> CHALLENGES:
a: For the parliamentary debate excerpt, decide whether each statement below agrees with it: (i) The Hon. Sandra Kanck says she is exhausted. (ii) Clause 21(1) gives the Legislative Review Committee access to criminal intelligence information. (iii) The Natural Resources Committee has an oversight role for the Natural Resources Management Act. Answer yes or no for each, quoting the deciding words of the excerpt.
b: Write the next part of the parliamentary debate excerpt, picking up after its final sentence.

#### DOCUMENT SECTION

An honourable member: This is legislation by exhaustion.

The Hon. SANDRA KANCK: It is; I really am exhausted, and I am having great difficulty.

The Hon. A. Bressington: If we didn't divide so often on useless—

The Hon. SANDRA KANCK: The Hon. Ann Bressington might think they are useless, but I actually think that it is important to preserve human rights. It has taken us a long time—

The CHAIRMAN: The Hon. Ms Kanck will not get so tired if she refrains from debating the issue with the Hon. Ms Bressington.

The Hon. SANDRA KANCK: I have an amendment later on which is amendment No. 36 and which would give the Legislative Review Committee of this parliament an oversight role. This amendment is pre-sequential to my amendment No. 36, because clause 21(1) basically does not allow anybody access to this information about criminal intelligence. This amendment makes way for my amendment No. 36. If members think that our Legislative Review Committee of this parliament should have an oversight role, then it would be appropriate to support me in this amendment.

I remind members, for instance, that the Natural Resources Committee has an oversight role for the Natural Resources Management Act and for the Upper South-East Dryland Salinity and Flood Management Act. It is not an abnormal thing for a committee of this parliament to have that oversight role and, as I say, I am preparing the way to move amendment No. 36 later on so that the Legislative Review Committee would have access to some of this information.

########
#### ENTRIES

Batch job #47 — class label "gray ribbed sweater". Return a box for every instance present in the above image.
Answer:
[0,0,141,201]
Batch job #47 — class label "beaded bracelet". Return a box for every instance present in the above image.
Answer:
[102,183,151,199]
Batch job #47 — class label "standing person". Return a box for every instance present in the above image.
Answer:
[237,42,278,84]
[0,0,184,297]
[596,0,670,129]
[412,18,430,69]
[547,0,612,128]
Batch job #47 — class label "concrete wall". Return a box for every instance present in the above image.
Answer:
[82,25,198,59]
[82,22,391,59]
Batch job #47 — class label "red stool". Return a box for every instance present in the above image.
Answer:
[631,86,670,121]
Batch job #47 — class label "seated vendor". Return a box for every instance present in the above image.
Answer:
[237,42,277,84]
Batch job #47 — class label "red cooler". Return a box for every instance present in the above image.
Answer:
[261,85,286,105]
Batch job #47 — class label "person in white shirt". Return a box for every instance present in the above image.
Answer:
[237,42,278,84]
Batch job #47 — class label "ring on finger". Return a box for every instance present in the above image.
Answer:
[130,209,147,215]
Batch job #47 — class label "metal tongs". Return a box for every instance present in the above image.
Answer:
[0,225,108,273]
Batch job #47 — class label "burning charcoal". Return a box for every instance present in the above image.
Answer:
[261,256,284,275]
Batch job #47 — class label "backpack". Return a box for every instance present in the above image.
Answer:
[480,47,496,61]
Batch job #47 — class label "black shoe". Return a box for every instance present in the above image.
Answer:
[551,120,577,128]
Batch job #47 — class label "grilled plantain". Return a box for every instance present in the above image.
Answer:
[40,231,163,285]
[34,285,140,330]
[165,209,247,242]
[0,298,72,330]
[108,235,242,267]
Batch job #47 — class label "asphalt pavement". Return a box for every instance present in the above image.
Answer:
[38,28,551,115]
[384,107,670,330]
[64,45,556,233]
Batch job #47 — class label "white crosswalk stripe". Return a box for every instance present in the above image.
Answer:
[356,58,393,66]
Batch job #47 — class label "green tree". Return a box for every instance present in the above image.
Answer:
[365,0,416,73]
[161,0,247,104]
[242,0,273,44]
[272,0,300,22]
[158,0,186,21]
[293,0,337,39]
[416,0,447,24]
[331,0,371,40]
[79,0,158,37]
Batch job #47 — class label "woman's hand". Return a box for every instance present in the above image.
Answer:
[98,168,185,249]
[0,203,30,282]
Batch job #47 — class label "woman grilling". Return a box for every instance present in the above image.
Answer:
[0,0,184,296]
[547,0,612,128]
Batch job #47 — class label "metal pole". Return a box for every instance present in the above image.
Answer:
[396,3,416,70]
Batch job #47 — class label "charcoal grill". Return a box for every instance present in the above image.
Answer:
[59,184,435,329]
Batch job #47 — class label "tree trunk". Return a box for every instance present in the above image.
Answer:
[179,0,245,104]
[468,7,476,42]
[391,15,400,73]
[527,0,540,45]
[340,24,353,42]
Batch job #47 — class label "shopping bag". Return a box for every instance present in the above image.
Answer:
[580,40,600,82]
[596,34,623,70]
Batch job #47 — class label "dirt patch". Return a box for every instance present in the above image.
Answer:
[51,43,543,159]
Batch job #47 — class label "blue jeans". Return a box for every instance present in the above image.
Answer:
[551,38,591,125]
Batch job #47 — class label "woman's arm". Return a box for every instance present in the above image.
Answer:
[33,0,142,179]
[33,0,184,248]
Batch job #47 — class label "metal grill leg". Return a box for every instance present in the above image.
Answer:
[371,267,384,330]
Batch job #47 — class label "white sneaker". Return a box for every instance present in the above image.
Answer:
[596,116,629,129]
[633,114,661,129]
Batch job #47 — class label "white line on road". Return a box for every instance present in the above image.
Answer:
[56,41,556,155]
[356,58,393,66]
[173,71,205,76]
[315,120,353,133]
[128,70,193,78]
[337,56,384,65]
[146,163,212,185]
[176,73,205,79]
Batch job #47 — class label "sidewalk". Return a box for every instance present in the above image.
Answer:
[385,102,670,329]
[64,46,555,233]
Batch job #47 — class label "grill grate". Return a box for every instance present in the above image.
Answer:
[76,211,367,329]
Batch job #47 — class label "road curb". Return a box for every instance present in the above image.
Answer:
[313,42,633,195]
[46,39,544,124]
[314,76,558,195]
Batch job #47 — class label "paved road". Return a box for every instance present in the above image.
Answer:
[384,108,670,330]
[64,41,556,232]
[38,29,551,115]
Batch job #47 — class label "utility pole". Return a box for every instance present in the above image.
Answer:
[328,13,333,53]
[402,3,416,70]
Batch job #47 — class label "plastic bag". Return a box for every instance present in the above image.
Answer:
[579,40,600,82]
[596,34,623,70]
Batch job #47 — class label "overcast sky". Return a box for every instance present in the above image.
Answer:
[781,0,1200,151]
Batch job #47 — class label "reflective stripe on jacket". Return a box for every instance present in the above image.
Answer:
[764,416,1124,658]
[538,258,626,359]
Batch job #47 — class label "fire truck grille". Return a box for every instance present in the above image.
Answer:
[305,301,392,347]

########

> THE ANSWERS:
a:
(i) Yes: "I really am exhausted"
(ii) No: "clause 21(1) basically does not allow anybody access to this information about criminal intelligence"
(iii) Yes: "the Natural Resources Committee has an oversight role for the Natural Resources Management Act"

b:
The Hon. P. HOLLOWAY: This would be a test clause for the Hon. Sandra Kanck's latest amendments. Ms Kanck has placed an amendment on file that deletes clause 38 that requires the Attorney-General to conduct a review of the operation and effectiveness of the legislation at its fifth anniversary and inserts a new clause 38 that requires the Legislative Review Committee of parliament to take an interest in the impact of the legislation having regard to particular matters, the extent to which the act is achieving its objectives and the overall operation and administration of the act.

It authorises the committee to provide recommendations to the Attorney-General in relation to any matter relevant to the administration of the act and consider matters referred to it by the Attorney or by resolution of either house, and it requires the committee to report annually to parliament. New clause 38 also requires that the Commissioner of Police provide reports to the committee that will be tabled in both houses of parliament and requires the committee to maintain the confidentiality of information classified by the Commissioner as criminal intelligence.

This amendment to clause 21 allows criminal intelligence tendered in control order proceedings to be provided to the committee. A similar amendment to clause 29 of the bill will give the committee access to criminal intelligence used in the determination of a public safety order. The government opposes this series of amendments.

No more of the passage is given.